* begin SOURCE PASSAGE *
Friday, November 21, 2014

Giant twig anger

Sunderland Echo: Councillor doesn't like village's Christmas tree

And tidings of happiness and joy to you, too

Spotter's Badge: Le Chuck @ Ready To Go

Glass in my chips anger

Bournemouth Echo: Man finds glass in his chips

...gets a refund and apology, still goes to the paper, gets a right mullering in the comments.

Spotter's Badge: Ian

Smelly cow shed anger

Stuff.NZ: Stench of cow manure scuppers wedding plans

On the bright side ...uh... there is no bright side.
* end SOURCE PASSAGE *
* begin DATA SUPPLIED *
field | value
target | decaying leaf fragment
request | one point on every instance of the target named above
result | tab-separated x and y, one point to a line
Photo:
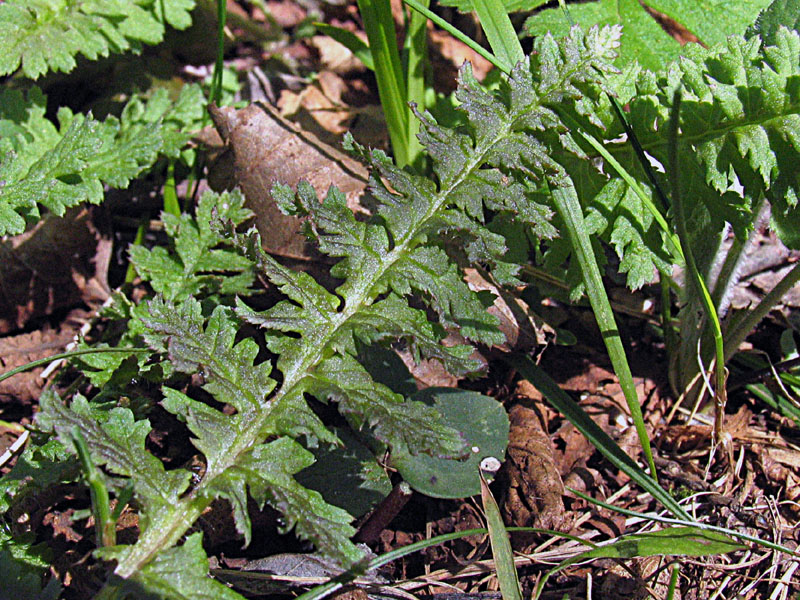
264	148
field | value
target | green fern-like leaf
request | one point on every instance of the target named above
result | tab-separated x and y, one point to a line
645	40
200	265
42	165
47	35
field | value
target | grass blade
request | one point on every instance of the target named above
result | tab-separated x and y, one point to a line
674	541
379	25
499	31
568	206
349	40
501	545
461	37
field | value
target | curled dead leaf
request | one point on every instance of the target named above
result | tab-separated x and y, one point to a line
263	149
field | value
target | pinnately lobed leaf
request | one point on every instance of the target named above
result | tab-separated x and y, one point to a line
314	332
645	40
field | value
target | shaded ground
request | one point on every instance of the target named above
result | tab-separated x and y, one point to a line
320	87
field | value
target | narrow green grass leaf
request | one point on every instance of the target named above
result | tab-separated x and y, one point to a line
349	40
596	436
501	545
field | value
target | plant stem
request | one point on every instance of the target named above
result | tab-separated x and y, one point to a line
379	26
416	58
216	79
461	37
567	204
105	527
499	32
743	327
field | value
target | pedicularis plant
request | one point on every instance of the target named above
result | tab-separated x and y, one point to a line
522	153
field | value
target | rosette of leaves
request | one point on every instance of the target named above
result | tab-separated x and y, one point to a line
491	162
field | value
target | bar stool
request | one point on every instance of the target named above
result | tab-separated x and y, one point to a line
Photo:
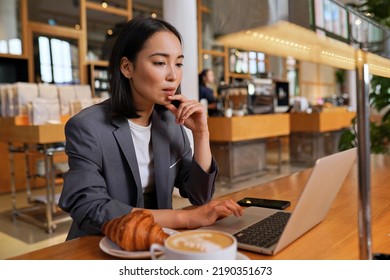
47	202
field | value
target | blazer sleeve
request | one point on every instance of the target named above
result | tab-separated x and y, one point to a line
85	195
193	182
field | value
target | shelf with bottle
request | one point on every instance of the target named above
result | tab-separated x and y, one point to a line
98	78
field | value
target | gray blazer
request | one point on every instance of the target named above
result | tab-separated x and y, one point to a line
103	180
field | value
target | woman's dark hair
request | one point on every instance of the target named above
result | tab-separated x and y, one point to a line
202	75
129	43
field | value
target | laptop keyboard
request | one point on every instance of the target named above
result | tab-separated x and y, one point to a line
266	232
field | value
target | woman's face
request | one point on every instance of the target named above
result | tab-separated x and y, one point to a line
* end DATA SUPPLIED *
• REQUIREMENT 1:
Answer from the blog post:
(a) Which paper ran the story about glass in a man's chips?
(b) According to Stuff.NZ, what ruined the wedding plans?
(c) Who is credited with the spotter's badge for the Christmas tree item?
• REQUIREMENT 2: Copy the blog post from the words "Glass in my" through "no bright side.", swapping "chips" for "fries" everywhere it occurs.
• REQUIREMENT 3: Which news outlets does the blog post name as sources for its stories?
The listing has no connection to the blog post.

• COMPLETE OUTPUT 1:
(a) Bournemouth Echo
(b) The stench of cow manure
(c) Le Chuck @ Ready To Go

• COMPLETE OUTPUT 2:
Glass in my fries anger

Bournemouth Echo: Man finds glass in his fries

...gets a refund and apology, still goes to the paper, gets a right mullering in the comments.

Spotter's Badge: Ian

Smelly cow shed anger

Stuff.NZ: Stench of cow manure scuppers wedding plans

On the bright side ...uh... there is no bright side.

• COMPLETE OUTPUT 3:
Sunderland Echo
Bournemouth Echo
Stuff.NZ